— Start THE RECORDS —

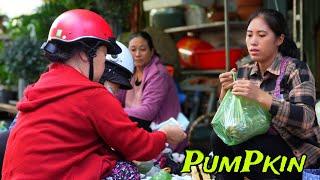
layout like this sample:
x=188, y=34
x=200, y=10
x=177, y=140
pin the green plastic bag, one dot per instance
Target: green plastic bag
x=239, y=119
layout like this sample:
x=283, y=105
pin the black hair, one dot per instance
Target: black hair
x=146, y=36
x=278, y=25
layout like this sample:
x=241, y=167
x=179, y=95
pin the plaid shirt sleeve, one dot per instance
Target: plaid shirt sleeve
x=298, y=109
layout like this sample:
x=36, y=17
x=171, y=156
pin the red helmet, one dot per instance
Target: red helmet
x=78, y=24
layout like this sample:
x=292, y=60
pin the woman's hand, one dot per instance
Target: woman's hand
x=251, y=91
x=226, y=81
x=174, y=134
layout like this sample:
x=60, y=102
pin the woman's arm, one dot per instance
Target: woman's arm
x=299, y=110
x=154, y=92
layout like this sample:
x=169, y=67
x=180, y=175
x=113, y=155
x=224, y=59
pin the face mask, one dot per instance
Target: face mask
x=110, y=88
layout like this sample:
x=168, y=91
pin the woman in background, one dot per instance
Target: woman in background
x=154, y=97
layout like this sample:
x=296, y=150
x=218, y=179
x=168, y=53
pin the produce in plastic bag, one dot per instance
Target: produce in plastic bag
x=239, y=119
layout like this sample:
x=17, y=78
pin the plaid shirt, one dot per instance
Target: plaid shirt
x=293, y=115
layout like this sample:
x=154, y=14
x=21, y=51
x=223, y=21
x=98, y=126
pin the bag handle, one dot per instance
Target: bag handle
x=283, y=65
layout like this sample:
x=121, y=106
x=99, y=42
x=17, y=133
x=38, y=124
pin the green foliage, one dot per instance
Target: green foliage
x=22, y=58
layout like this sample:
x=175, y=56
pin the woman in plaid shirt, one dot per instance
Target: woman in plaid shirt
x=294, y=130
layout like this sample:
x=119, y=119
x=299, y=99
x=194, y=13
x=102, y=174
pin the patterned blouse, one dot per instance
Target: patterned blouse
x=293, y=114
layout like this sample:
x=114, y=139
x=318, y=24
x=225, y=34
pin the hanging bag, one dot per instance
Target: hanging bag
x=239, y=119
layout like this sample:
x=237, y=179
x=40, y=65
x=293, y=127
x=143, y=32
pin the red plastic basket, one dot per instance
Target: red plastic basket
x=216, y=58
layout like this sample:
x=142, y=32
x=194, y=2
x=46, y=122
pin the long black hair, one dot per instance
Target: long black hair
x=146, y=36
x=278, y=25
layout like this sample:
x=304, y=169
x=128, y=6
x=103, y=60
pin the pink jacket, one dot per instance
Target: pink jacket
x=159, y=99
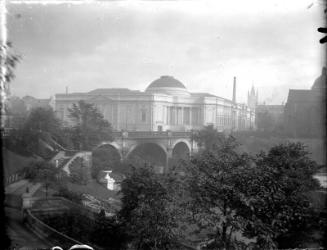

— End THE RECORDS —

#### [TASK]
Reproduce every one of the lines above verbatim, omitting the pictures.

#### [ANSWER TO THE PROBLEM]
layout like this sample:
x=188, y=34
x=200, y=10
x=177, y=140
pin the green plastic bag, one dot per instance
Target: green plastic bag
x=239, y=119
layout like this sample:
x=283, y=105
pin the black hair, one dot per instance
Target: black hair
x=146, y=36
x=278, y=25
layout like this sample:
x=241, y=167
x=179, y=95
pin the plaid shirt sleeve, one dot per instance
Target: plaid shirt sleeve
x=298, y=109
layout like this sample:
x=36, y=17
x=171, y=156
pin the red helmet, one dot per instance
Target: red helmet
x=78, y=24
layout like this sample:
x=292, y=60
pin the woman's hand, one dot per instance
Target: woman's hand
x=251, y=91
x=226, y=81
x=174, y=134
layout like this sample:
x=60, y=102
pin the woman's arm, one dot per instance
Target: woman's arm
x=299, y=110
x=154, y=92
layout like this sample:
x=169, y=67
x=180, y=175
x=113, y=155
x=224, y=59
pin the face mask, one dot per instance
Target: face mask
x=110, y=88
layout like this sample:
x=168, y=91
pin the woman in background, one dot per instance
Target: woman in background
x=154, y=97
layout like this sample:
x=296, y=150
x=218, y=179
x=168, y=53
pin the produce in plastic bag, one dot per instance
Target: produce in plastic bag
x=239, y=119
layout like this sample:
x=17, y=78
pin the plaid shirt, one dot per instance
Target: plaid shirt
x=293, y=115
layout like this sample:
x=154, y=14
x=21, y=51
x=223, y=21
x=98, y=126
pin the bag handle, one dot per instance
Target: bag handle
x=283, y=65
layout like this sample:
x=121, y=106
x=99, y=42
x=17, y=133
x=38, y=124
pin the green foliage, one dot per instance
Target: green foliage
x=22, y=58
layout like this sample:
x=175, y=56
pin the woman in plaid shirt, one dot per instance
Target: woman in plaid shirt
x=294, y=130
layout like this sample:
x=119, y=119
x=299, y=99
x=194, y=13
x=102, y=174
pin the patterned blouse, one dot per instance
Target: patterned blouse
x=293, y=114
layout like this sample:
x=114, y=139
x=318, y=24
x=225, y=34
pin the hanging bag, one dot per instance
Target: hanging bag
x=239, y=119
layout like this sample:
x=237, y=179
x=40, y=65
x=293, y=127
x=143, y=32
pin the red plastic basket, one dot per instance
Target: red plastic basket
x=216, y=58
layout like this sample:
x=142, y=32
x=194, y=2
x=46, y=122
pin the long black hair, one dot per instance
Target: long black hair
x=146, y=36
x=278, y=25
layout like this sample:
x=304, y=169
x=128, y=6
x=103, y=60
pin the pink jacket, one dot per instance
Target: pink jacket
x=159, y=99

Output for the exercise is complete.